| Extrait du document |

Voici comment le comte Anglès, déjà cité dans « L’Estafette », raconte cet événement. Si Joséphine trouve grâce à ses yeux, il n’épargne pas l’Empereur, en bon fonctionnaire royaliste qu’il est…
C.B.
Rapport du 31 mai 1814. La mort de Madame de Beauharnais a excité généralement des regrets. Cette femme était née avec de la douceur et quelque chose d’élégant et d’aimable dans les manières et dans l’esprit; elle n’était pas sans instruction et sans quelques goût des beaux-arts. Malheureuse à l’excès, durant le règne de son mari, elle s’était réfugiée contre sa brutalité et ses dédains dans la culture de la botanique et avait été assez loin dans cette science aimable. Depuis sa retraite, elle avait fait de la Malmaison un séjour enchanteur riche de trésors de plus d’un genre. Le public était instruit des combats qu’elle livrait pour arracher des victimes à Bonaparte et lui avait su gré d’avoir embrasé ses genoux pour sauver le duc d’Enghien ; seule, au milieu de ces corses fastueux, elle parlait la langue des Français et devinait leur cœur. La bonne compagnie lui donna des regrets ; le peuple, qui ne veut pas permettre aux personnages un peu fameux de mourir de leur mort naturelle, veut qu’elle ait été empoisonnée. La vérité est que, mal disposée, mercredi dernier, lorsque que l’empereur de Russie l’honora de sa visite, elle fit des efforts pour accompagner ce prince dans ses jardins et qu’elle y gagna un refroidissement dont elle a été, dit-on, si maltraitée, qu’elle a succombé après quatre jours de maladie.

| Consigne |
Traduisez en anglais, s'il vous plaît, cette phrase de l'extrait : « Depuis sa retraite, elle avait fait de la Malmaison un séjour enchanteur riche de trésors de plus d’un genre. » Les lignes proviennent d'une autre source.

| Données affichées |
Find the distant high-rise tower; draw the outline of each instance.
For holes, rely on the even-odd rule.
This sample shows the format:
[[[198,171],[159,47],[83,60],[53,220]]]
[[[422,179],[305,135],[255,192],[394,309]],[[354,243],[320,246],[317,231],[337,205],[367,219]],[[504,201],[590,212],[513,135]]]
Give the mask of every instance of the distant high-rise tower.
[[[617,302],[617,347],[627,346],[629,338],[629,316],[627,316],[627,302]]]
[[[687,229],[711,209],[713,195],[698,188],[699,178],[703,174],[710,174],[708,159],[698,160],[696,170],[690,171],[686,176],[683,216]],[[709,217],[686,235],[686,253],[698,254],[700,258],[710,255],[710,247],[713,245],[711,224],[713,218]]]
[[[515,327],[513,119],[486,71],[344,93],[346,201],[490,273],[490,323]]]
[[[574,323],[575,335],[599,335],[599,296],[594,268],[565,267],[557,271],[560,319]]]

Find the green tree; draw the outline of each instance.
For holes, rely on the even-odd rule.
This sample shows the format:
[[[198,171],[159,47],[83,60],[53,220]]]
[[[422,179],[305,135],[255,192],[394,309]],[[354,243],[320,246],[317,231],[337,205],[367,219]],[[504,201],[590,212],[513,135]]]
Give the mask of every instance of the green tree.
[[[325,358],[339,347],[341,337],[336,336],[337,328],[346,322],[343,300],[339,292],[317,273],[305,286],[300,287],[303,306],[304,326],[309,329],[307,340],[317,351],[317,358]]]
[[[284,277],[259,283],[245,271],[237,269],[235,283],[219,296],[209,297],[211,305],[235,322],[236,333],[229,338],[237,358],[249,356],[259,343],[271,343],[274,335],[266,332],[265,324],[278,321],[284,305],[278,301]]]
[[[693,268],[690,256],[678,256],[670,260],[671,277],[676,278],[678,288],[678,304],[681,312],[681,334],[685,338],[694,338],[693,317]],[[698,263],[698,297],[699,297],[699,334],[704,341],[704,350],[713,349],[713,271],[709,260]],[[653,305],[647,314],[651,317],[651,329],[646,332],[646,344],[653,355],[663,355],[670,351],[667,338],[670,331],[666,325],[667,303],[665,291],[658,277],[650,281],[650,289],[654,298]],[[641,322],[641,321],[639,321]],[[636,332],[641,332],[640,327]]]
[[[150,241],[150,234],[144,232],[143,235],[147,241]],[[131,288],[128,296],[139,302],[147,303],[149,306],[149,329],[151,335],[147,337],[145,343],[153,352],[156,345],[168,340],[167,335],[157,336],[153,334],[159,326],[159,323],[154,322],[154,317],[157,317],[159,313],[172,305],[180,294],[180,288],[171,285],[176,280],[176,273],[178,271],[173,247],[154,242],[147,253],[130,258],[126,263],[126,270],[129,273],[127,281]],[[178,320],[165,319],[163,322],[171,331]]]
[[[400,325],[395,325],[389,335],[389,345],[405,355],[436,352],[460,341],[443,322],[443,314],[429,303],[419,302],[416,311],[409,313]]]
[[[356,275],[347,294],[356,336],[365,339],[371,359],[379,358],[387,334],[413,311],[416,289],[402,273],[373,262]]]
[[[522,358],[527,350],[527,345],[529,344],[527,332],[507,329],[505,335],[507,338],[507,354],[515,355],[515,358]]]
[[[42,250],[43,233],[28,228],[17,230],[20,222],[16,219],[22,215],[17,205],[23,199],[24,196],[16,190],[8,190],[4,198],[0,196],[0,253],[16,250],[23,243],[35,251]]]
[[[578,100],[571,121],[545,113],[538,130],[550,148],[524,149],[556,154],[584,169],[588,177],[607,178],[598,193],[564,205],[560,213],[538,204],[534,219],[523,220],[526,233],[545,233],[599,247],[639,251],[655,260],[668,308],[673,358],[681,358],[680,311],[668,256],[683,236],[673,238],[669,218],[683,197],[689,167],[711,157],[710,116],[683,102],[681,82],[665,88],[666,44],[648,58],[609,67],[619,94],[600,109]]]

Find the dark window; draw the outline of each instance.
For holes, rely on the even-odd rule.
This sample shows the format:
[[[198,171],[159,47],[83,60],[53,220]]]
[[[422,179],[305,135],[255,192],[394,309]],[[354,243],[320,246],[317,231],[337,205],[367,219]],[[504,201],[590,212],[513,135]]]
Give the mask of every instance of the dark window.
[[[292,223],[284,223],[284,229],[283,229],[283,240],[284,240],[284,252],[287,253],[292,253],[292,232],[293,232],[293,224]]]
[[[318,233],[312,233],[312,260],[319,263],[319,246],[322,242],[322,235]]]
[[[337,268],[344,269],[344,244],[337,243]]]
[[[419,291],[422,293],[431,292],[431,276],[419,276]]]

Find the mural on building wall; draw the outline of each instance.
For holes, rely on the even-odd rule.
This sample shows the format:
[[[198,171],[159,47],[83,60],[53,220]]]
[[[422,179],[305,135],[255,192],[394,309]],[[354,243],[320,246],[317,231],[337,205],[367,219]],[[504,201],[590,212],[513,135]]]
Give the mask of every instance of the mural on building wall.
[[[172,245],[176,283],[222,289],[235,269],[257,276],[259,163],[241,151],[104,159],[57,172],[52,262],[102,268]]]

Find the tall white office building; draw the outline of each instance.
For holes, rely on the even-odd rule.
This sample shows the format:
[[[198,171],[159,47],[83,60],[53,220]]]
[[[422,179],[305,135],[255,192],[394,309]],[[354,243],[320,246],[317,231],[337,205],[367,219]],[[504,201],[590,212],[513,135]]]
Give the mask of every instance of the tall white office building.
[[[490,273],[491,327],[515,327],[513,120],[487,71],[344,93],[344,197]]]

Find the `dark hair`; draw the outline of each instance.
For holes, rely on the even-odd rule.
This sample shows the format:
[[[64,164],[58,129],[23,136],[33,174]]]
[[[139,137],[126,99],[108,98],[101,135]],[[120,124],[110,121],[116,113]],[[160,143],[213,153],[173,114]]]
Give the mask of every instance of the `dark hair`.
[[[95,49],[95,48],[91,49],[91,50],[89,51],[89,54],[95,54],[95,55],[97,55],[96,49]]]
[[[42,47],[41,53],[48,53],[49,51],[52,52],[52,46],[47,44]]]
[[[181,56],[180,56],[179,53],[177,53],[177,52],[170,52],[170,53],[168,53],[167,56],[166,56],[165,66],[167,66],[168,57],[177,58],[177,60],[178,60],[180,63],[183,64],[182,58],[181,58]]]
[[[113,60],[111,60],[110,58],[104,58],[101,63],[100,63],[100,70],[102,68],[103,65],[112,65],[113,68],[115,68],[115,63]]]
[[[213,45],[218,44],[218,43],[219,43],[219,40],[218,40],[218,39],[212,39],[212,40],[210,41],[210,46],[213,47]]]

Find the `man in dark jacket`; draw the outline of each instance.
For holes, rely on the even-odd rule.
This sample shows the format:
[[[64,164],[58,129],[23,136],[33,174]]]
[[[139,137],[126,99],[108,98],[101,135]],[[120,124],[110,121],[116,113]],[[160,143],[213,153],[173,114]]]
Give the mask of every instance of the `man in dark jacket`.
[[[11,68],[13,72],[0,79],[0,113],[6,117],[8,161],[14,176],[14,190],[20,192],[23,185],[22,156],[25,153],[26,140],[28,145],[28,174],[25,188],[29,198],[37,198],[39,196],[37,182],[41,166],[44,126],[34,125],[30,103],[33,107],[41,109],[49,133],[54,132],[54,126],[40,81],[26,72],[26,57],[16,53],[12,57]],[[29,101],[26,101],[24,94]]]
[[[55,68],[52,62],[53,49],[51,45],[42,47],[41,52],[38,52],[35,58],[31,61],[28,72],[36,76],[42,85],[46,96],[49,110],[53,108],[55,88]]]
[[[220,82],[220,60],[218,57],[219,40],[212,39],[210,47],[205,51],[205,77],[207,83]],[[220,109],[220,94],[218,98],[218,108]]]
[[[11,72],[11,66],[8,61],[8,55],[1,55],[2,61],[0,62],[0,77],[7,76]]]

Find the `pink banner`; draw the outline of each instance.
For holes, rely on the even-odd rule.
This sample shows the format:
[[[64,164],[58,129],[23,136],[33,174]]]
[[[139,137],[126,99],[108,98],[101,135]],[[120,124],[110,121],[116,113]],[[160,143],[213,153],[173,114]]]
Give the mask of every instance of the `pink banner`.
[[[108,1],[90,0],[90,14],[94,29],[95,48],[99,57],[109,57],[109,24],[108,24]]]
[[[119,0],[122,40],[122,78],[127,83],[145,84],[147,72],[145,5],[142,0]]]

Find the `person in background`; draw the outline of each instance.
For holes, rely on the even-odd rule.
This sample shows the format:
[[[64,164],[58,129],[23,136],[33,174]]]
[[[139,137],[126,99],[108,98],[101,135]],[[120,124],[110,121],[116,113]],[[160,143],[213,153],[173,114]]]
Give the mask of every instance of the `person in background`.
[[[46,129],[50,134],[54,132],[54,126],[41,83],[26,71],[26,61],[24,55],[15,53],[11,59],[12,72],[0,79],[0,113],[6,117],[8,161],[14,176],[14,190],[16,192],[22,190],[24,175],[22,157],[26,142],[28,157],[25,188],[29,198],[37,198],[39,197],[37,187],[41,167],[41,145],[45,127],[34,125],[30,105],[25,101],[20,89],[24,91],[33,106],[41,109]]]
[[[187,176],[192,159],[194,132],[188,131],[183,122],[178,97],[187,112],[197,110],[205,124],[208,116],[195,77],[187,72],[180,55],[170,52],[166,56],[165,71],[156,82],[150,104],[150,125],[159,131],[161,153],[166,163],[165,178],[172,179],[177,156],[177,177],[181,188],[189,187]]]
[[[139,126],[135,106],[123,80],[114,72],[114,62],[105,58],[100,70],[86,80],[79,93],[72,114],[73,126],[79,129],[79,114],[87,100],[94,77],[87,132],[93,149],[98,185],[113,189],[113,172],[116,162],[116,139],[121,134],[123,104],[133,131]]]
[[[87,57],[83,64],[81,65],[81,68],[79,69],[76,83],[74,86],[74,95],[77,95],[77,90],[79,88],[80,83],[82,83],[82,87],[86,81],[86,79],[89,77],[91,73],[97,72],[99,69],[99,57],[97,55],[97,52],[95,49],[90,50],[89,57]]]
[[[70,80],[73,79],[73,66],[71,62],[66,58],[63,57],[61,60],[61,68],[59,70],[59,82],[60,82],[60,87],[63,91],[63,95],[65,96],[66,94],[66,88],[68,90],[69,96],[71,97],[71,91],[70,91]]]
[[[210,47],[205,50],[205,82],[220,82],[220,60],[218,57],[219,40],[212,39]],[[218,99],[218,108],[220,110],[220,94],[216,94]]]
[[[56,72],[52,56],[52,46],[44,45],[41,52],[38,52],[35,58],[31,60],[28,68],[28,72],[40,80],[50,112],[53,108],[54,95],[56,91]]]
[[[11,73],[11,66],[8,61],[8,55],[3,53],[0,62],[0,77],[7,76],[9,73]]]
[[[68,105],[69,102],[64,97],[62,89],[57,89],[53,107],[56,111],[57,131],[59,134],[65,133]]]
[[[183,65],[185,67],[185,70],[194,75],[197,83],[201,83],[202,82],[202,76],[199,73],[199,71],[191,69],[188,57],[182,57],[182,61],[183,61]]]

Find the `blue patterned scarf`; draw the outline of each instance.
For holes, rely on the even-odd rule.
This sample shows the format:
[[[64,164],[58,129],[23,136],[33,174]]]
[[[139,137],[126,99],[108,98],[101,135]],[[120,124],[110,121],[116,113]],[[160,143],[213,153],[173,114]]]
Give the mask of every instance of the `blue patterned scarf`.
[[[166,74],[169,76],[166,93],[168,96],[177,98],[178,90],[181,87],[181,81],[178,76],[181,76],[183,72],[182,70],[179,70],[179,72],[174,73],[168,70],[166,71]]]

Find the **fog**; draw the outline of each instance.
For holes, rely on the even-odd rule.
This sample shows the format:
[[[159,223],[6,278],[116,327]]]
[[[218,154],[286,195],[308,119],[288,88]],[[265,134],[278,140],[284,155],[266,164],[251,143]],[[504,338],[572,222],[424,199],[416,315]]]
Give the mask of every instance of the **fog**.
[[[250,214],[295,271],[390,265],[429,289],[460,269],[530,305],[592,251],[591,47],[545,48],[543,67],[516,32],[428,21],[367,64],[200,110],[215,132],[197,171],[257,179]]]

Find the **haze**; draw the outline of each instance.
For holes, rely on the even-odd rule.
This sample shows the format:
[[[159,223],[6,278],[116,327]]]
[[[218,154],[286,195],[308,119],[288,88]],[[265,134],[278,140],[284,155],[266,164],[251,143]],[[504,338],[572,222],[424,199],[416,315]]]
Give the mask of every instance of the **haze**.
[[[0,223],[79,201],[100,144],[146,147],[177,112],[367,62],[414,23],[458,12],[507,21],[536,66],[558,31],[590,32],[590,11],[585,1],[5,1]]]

| Résultat |
Since her retirement, she had made Malmaison an enchanting residence rich in treasures of more than one kind.